(PROVIDED RECORDS)
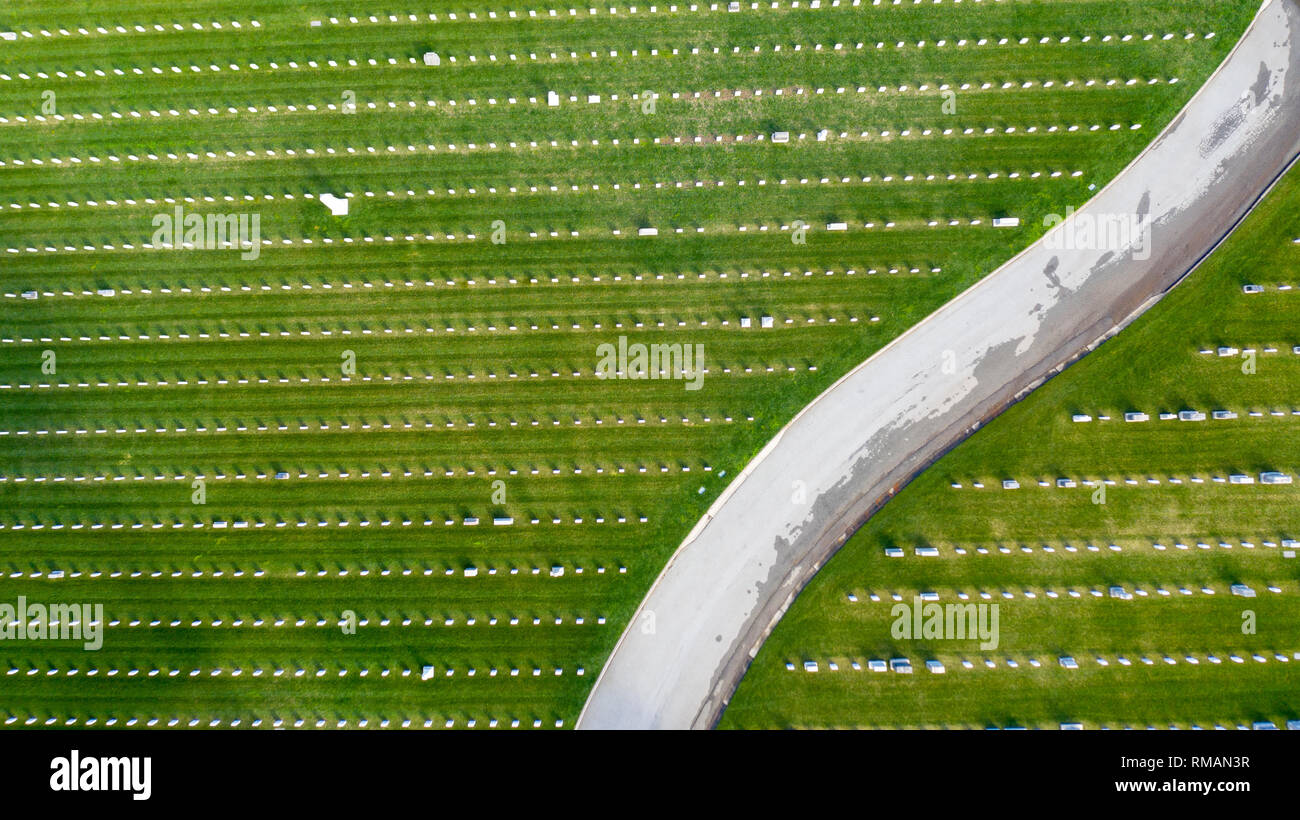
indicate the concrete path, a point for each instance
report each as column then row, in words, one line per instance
column 733, row 576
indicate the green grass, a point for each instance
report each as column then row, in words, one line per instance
column 1155, row 365
column 481, row 302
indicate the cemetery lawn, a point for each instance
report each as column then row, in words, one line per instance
column 130, row 373
column 1153, row 367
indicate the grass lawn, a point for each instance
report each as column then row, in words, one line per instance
column 1177, row 521
column 403, row 372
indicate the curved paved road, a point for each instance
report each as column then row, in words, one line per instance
column 882, row 424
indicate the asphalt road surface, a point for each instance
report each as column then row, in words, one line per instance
column 735, row 575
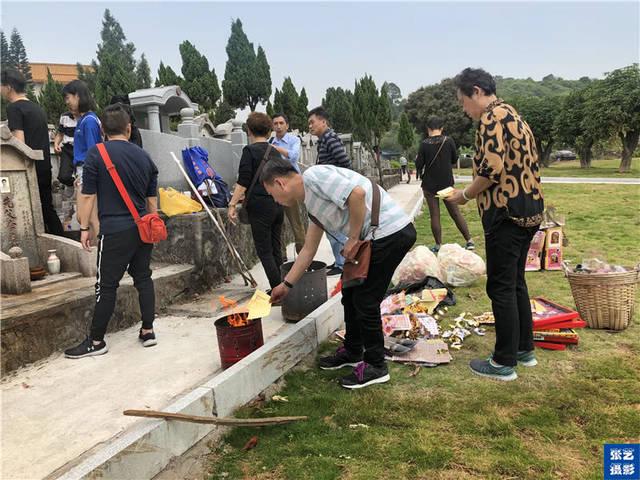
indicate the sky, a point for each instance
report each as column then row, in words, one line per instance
column 330, row 44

(TASK ITEM) Your answer must be the exact lines of the records from the first one through the line containing "indicate the cemetery", with no pictures in it.

(OUTPUT FOR THIS EXERCISE)
indicate the concrete path, a point for each instance
report each as column then row, in words, one line per instance
column 733, row 576
indicate the green grass, a point for each instance
report each as column then row, in words, one line per instance
column 1155, row 365
column 481, row 302
indicate the cemetery lawn, a point for each instance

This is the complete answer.